---- Data section

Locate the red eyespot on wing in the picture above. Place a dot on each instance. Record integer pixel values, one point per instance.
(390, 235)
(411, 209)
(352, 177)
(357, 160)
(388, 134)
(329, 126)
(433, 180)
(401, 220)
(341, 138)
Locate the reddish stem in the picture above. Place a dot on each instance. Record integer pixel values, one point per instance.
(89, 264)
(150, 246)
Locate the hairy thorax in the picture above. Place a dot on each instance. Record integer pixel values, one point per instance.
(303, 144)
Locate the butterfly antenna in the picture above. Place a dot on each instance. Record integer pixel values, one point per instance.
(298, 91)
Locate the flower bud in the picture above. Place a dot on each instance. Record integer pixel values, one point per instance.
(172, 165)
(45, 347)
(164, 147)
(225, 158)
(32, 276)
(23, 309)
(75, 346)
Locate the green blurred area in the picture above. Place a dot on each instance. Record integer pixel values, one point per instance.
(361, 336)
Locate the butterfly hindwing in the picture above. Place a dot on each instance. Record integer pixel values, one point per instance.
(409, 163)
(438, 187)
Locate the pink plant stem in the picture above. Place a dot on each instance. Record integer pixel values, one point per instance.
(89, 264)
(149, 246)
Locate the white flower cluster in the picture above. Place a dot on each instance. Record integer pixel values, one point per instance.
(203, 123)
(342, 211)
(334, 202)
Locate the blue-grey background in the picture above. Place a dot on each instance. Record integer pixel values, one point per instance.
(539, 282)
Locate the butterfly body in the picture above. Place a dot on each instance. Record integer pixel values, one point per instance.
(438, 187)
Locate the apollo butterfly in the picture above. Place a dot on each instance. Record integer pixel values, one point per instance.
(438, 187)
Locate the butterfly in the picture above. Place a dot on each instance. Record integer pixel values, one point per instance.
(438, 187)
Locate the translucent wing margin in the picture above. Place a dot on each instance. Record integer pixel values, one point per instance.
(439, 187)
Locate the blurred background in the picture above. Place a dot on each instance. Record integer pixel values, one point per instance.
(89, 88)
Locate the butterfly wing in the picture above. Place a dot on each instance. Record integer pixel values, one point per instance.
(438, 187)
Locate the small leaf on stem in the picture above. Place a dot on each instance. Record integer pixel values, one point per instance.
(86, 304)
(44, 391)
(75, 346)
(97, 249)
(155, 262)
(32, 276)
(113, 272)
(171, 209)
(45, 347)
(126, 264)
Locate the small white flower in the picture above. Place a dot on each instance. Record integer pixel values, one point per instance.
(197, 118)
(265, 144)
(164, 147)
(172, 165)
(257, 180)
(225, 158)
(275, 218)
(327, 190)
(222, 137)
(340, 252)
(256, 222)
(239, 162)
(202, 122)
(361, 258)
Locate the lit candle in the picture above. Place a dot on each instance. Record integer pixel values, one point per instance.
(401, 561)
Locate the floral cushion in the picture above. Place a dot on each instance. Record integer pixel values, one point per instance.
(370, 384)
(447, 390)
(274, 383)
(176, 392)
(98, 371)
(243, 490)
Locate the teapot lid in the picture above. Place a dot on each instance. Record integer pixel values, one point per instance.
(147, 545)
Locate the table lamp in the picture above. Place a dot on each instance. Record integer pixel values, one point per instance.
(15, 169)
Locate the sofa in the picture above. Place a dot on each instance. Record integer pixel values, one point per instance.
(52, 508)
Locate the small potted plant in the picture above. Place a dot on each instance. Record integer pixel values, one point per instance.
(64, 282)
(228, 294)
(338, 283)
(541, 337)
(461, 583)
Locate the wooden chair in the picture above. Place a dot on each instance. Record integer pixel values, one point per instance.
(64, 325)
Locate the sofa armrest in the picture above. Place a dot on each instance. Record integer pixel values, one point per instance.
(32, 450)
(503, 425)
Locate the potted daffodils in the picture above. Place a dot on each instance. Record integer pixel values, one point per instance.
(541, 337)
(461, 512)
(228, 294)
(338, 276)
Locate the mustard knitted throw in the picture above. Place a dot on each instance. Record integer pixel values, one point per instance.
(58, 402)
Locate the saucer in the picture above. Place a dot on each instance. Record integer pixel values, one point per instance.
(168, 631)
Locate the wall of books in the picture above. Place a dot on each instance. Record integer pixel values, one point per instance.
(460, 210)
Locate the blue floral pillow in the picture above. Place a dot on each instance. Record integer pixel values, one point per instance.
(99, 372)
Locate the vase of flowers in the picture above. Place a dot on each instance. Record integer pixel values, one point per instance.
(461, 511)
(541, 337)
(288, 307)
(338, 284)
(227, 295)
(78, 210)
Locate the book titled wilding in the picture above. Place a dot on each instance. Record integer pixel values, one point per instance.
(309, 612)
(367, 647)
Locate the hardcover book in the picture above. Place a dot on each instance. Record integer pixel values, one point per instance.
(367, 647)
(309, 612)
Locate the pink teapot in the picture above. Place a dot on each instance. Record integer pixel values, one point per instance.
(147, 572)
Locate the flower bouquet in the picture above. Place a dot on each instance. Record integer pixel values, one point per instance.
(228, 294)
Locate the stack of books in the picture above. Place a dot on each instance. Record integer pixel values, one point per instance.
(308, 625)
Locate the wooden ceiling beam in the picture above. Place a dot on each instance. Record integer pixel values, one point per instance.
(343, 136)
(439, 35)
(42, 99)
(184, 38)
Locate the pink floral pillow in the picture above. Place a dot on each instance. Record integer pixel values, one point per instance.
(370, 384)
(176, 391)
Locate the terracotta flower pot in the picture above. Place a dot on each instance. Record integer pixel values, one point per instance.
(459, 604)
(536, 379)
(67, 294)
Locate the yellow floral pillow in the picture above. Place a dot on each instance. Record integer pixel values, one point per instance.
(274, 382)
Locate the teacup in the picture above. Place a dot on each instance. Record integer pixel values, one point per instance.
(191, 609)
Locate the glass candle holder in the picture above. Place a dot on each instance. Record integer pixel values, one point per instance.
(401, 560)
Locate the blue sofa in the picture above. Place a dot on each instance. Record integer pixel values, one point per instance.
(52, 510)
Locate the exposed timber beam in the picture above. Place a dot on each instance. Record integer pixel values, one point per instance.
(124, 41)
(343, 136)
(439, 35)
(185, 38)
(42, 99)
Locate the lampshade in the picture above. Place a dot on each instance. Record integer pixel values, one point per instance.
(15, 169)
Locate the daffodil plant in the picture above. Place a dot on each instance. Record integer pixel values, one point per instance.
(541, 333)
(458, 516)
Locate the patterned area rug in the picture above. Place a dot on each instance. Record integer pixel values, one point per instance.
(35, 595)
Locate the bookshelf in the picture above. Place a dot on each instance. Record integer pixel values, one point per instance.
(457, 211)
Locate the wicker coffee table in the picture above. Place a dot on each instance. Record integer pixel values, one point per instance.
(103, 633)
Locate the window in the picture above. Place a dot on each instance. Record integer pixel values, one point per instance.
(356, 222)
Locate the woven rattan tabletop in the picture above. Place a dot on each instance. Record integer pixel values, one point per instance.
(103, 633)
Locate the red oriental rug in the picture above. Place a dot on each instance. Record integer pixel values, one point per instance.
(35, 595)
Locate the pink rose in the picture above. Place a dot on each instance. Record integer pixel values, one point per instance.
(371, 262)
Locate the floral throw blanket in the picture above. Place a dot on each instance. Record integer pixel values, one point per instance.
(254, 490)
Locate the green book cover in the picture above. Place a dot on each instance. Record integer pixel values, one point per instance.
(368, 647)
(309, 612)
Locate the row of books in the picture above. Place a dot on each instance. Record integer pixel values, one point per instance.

--------
---- Data section

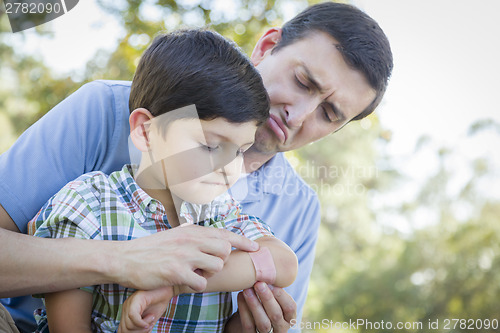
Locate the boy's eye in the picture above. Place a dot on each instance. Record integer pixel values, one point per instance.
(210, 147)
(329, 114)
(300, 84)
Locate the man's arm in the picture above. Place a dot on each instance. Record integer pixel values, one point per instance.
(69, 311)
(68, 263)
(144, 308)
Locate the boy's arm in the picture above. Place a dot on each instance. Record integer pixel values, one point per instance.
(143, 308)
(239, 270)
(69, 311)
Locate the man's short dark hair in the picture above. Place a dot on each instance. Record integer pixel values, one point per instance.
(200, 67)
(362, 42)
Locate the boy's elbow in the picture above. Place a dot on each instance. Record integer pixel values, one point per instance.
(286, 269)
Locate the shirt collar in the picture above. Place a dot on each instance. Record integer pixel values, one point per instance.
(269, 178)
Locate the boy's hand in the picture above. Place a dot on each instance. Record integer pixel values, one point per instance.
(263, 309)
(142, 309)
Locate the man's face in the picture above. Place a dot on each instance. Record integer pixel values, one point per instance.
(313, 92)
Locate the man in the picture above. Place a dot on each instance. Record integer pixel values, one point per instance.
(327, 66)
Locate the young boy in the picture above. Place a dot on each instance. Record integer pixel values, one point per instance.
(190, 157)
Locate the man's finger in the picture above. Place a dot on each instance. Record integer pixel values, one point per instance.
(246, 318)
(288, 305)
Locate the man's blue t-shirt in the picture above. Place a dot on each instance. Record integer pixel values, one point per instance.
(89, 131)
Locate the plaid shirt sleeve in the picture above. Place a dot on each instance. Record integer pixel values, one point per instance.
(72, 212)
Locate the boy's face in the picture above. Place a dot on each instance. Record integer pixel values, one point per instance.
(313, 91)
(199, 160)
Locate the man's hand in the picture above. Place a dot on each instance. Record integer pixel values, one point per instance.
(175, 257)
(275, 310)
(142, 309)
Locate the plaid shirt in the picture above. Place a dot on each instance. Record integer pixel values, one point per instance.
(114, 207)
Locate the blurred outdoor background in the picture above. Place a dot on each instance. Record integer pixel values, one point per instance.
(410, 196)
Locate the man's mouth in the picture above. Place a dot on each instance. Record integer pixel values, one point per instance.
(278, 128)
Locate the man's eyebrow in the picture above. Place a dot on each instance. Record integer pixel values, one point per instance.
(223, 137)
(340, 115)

--------
---- Data section

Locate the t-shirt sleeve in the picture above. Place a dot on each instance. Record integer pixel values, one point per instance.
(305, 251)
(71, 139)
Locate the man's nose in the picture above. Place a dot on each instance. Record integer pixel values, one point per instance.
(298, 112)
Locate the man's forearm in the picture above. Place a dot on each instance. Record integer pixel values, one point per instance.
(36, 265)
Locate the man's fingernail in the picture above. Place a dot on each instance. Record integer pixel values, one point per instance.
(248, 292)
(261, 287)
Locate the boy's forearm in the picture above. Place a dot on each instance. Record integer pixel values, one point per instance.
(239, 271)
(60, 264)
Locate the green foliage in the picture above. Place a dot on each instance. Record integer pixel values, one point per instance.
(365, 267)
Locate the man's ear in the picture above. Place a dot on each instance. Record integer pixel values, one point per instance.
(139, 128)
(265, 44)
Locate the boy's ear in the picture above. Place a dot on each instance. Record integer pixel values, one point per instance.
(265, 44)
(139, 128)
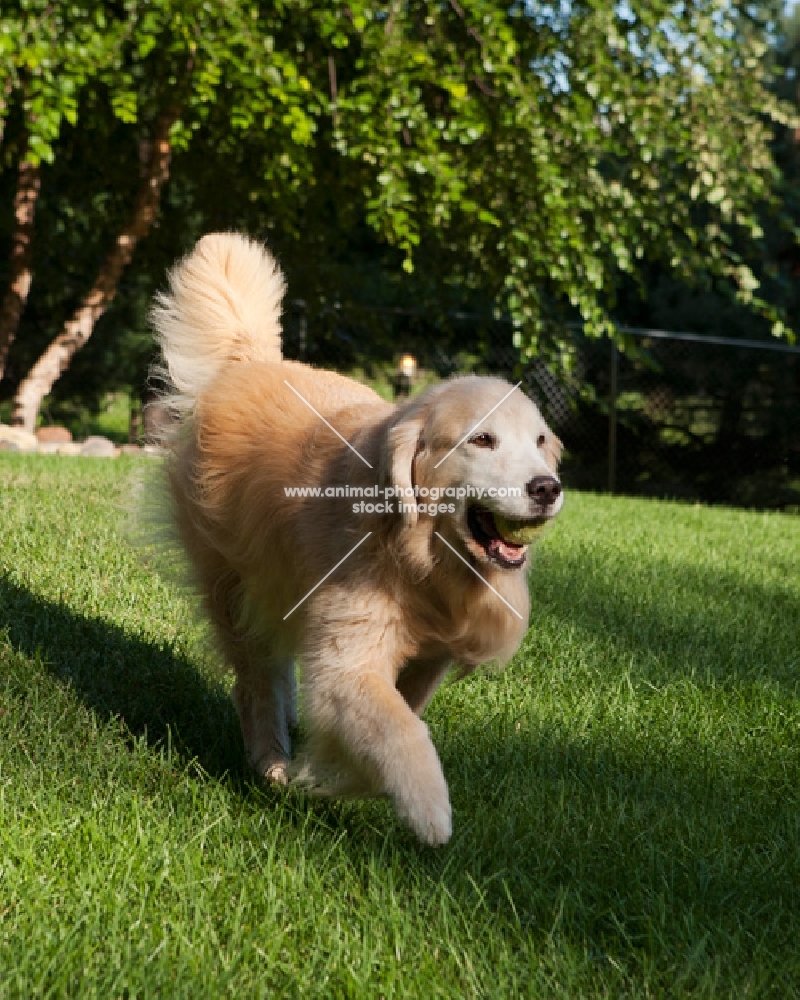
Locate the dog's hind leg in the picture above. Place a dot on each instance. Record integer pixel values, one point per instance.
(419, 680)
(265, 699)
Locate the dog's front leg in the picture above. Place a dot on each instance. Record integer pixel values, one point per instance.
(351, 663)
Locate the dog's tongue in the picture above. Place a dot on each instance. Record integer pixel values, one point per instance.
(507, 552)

--------

### Description of the task
Identify every line of the listing above that contains the word "pillow", and copy each such line in full.

### Response to this task
Locate the blue floral pillow in the picture above. Place a dot on each instance. Record integer pixel values, one point per instance.
Locate the pink floral pillow in the picture above. Place a dot on each instance. Record integer pixel values, one point per instance.
Locate the yellow floral pillow in the picture above. Place a dot on each instance. Record integer pixel values, one point per instance.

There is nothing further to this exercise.